··· Record excerpts ···

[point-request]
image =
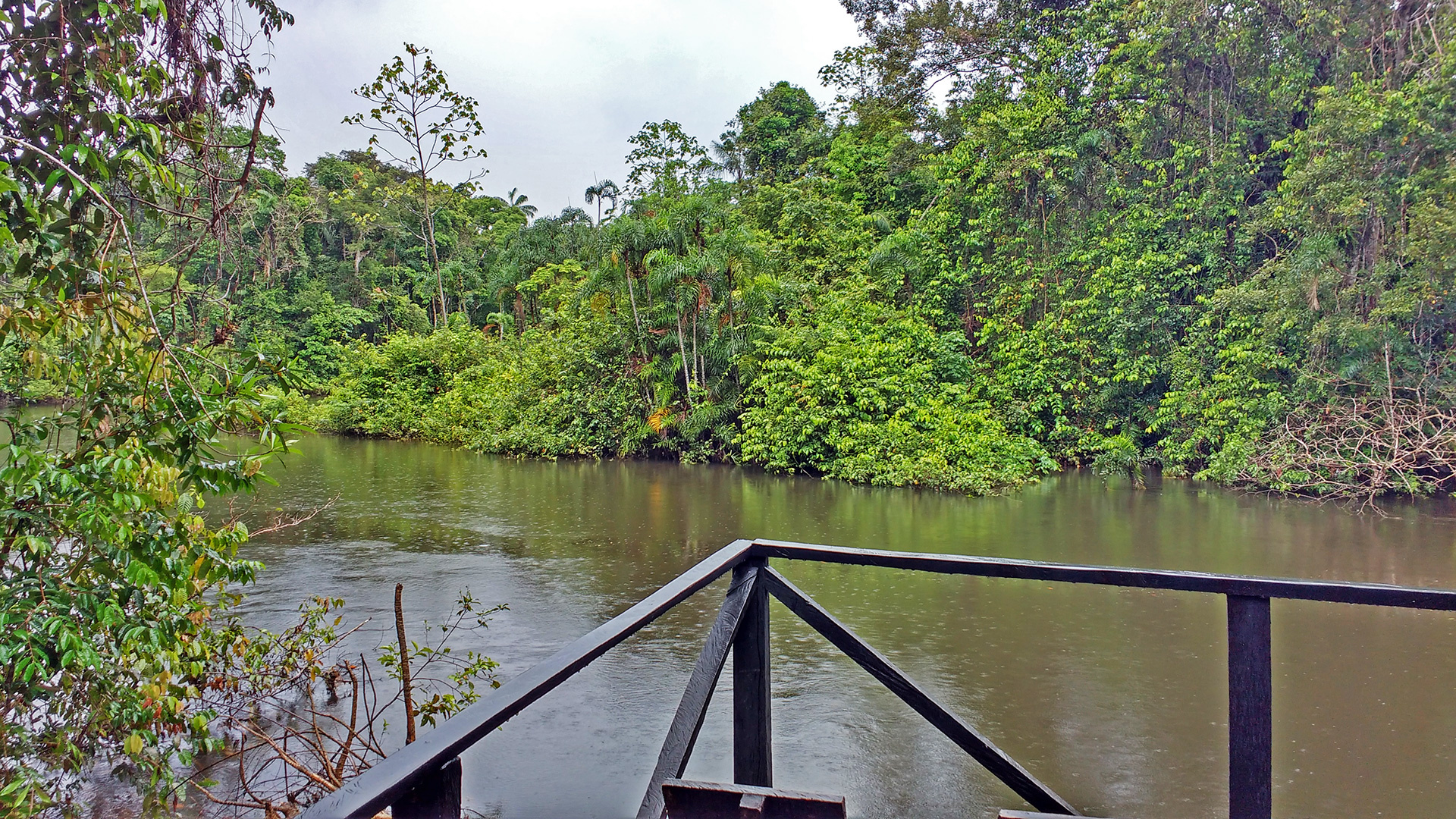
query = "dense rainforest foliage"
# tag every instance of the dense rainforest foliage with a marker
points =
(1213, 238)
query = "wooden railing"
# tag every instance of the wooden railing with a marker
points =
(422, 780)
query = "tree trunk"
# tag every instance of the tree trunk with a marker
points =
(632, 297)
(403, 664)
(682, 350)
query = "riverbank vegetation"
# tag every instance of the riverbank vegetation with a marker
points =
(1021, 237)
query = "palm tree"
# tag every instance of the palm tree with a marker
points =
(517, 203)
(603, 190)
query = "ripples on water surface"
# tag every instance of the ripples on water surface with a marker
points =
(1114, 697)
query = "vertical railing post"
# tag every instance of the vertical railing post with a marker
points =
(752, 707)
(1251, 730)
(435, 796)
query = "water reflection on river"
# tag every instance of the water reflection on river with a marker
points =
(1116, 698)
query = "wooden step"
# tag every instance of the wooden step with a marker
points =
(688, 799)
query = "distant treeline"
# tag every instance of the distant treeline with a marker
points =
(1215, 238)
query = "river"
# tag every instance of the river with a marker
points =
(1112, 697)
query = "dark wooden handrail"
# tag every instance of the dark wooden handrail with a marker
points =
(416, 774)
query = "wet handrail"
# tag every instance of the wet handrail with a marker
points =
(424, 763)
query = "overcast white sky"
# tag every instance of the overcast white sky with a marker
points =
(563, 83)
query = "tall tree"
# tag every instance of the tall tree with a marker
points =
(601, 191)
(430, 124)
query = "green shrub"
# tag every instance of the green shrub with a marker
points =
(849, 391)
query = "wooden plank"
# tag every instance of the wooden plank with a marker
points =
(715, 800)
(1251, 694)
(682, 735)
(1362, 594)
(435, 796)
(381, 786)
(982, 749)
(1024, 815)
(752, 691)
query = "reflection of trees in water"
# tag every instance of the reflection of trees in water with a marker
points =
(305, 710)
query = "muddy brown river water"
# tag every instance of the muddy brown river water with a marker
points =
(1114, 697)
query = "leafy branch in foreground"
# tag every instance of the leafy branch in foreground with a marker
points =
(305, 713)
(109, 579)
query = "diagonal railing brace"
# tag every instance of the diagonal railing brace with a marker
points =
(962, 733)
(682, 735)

···

Direction
Print the listing above in full, exactly as written. Omit any pictures.

Exercise result
[point-request]
image =
query = "dense rainforest foliage"
# tag every instance of the dense rainforest foliage with a marker
points =
(1213, 238)
query = "wooden railing"
# tag every instance of the wooden railing with a marker
points =
(422, 780)
query = "tree trunk"
# tag every instance of the tree trunk with a marker
points =
(632, 297)
(403, 664)
(682, 350)
query = "riverbank vegetation"
# tag every instance of the riverbank vegetation with a marker
points =
(1021, 237)
query = "palm tree"
# tag every instance of the palm tree with a marker
points =
(517, 203)
(603, 190)
query = "ripples on water surface"
# tag every instance of the ripples on water surface with a marker
points =
(1114, 697)
query = "vertical railing post"
# tag every instance of the vertical railing post with a marker
points =
(752, 707)
(1251, 730)
(435, 796)
query = "water reflection on river"
# tag every instance of the water reflection on river with a marker
points =
(1116, 698)
query = "wooden step"
# tag every instance of the wooden step with a marker
points =
(688, 799)
query = "distant treeline"
# tag every instance of the distant treeline with a marker
points =
(1215, 238)
query = "river"
# tag every instance of the river with a marker
points =
(1112, 697)
query = "dark wooden handrail"
# tag every instance of the dark wooden handrail with a marker
points =
(416, 774)
query = "wet handrail"
# tag every instance of the wet handrail with a marker
points =
(424, 763)
query = "overcast white sky"
# tag every instance of the overcast white sky with a marker
points =
(563, 83)
query = "tall tree"
# tag every instance of the tall tree with a marker
points =
(601, 191)
(430, 124)
query = "green shrub"
# tag every instance of the green shrub with a marker
points =
(849, 391)
query = "wooden plank"
# tag every instance of the wooden plank with a marker
points =
(715, 800)
(1251, 694)
(682, 735)
(1362, 594)
(435, 796)
(381, 786)
(982, 749)
(1024, 815)
(752, 691)
query = "reflection of trees in water"
# tag every instance of the reflection of trees in water with a marker
points =
(305, 710)
query = "muddy brown river water"
# tag every instance of the muddy brown river water with a marker
points =
(1114, 697)
query = "leafy branch in foreground"
# tag every instance of the leafy branch in foreground with a marker
points =
(305, 713)
(109, 579)
query = "diagonal railing brace"
# tag every instance of the diagonal railing brace with a marker
points =
(962, 733)
(682, 735)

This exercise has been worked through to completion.